*RAW DATA*
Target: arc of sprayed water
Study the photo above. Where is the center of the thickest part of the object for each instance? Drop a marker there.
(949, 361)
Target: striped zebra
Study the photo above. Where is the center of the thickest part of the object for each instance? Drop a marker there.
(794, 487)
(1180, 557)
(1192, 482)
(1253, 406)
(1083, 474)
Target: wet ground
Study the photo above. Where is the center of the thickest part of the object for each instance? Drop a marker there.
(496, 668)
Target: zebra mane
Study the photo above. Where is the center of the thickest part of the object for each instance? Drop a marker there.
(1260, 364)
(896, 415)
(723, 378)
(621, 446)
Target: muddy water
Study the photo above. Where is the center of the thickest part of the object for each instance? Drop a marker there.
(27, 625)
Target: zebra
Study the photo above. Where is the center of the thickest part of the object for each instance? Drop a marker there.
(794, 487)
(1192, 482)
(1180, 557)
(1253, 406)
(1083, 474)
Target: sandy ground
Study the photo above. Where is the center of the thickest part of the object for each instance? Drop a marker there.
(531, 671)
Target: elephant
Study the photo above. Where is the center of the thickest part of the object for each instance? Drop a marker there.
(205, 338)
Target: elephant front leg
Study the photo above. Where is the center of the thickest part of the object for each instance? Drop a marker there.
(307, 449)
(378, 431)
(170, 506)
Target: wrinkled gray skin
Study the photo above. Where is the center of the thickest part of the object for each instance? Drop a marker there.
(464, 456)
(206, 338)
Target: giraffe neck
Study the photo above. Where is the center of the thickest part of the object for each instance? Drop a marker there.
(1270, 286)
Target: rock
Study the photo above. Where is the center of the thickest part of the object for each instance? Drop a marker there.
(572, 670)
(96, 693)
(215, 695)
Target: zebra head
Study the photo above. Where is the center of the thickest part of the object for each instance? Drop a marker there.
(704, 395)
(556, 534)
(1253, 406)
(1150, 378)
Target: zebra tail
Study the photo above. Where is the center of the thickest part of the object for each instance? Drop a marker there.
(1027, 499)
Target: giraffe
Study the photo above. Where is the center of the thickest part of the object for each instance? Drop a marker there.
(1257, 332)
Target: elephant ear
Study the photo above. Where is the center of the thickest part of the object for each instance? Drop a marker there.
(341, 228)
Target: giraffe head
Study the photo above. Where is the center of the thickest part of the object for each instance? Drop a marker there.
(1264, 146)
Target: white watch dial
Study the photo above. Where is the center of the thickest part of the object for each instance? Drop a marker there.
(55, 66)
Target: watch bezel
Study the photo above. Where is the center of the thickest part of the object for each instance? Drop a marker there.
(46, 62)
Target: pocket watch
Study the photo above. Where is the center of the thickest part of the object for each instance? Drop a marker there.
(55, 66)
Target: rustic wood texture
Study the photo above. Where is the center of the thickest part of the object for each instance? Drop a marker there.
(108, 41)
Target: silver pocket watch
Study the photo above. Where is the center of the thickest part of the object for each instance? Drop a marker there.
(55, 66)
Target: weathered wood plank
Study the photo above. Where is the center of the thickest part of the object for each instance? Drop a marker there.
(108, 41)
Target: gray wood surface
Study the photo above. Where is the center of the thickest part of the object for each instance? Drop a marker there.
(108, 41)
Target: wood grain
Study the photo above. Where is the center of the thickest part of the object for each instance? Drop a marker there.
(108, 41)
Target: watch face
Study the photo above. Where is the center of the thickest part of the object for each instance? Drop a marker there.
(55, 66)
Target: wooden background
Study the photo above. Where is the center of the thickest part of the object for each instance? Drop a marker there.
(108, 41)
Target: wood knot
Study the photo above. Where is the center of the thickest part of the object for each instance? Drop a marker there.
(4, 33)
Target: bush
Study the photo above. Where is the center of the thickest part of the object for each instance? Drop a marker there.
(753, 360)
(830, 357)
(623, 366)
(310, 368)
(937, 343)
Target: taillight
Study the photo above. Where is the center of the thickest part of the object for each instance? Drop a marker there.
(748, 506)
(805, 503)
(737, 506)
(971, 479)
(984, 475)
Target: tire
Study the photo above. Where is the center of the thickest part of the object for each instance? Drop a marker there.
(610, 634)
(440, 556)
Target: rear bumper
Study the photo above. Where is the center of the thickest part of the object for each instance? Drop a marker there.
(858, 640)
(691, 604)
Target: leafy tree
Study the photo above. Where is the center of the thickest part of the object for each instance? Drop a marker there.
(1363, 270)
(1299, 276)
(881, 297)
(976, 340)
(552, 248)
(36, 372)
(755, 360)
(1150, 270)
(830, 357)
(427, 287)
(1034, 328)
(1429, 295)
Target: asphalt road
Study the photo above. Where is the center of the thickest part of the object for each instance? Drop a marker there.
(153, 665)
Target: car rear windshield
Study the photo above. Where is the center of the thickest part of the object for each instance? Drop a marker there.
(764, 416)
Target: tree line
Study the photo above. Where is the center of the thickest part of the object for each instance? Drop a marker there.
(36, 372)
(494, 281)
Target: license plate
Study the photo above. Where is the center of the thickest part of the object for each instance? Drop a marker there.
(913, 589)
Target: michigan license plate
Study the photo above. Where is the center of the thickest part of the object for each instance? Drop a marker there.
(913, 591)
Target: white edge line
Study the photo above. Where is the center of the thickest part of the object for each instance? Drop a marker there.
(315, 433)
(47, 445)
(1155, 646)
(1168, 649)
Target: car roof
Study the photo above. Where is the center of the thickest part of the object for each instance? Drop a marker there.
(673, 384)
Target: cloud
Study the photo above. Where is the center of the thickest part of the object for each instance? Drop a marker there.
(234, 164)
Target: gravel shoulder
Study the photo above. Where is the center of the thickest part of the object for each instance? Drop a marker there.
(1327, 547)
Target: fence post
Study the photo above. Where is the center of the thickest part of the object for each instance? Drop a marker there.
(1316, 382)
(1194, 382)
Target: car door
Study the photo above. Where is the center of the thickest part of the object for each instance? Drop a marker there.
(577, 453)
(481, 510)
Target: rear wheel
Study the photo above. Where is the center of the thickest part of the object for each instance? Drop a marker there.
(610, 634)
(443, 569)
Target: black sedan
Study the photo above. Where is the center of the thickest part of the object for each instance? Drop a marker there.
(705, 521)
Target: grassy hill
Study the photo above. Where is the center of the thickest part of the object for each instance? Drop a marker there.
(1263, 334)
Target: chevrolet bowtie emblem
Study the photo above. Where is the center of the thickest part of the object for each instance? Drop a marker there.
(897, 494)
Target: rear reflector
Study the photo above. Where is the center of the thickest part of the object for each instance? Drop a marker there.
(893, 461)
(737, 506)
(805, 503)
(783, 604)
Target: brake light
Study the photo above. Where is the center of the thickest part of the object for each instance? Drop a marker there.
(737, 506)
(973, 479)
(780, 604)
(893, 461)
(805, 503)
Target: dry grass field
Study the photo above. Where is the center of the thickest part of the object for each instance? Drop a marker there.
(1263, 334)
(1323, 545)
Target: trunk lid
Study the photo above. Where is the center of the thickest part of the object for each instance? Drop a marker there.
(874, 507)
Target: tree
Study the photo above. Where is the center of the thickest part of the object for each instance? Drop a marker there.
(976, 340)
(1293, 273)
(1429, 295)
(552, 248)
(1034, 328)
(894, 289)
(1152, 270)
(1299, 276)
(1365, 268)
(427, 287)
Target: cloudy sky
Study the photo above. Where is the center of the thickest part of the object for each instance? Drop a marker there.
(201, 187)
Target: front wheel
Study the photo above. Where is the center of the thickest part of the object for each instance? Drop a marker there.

*WHAT THE TASK ASKS*
Note how many lines of the material hold the word "watch", then state that number alone.

*PROBLEM SOLUTION*
5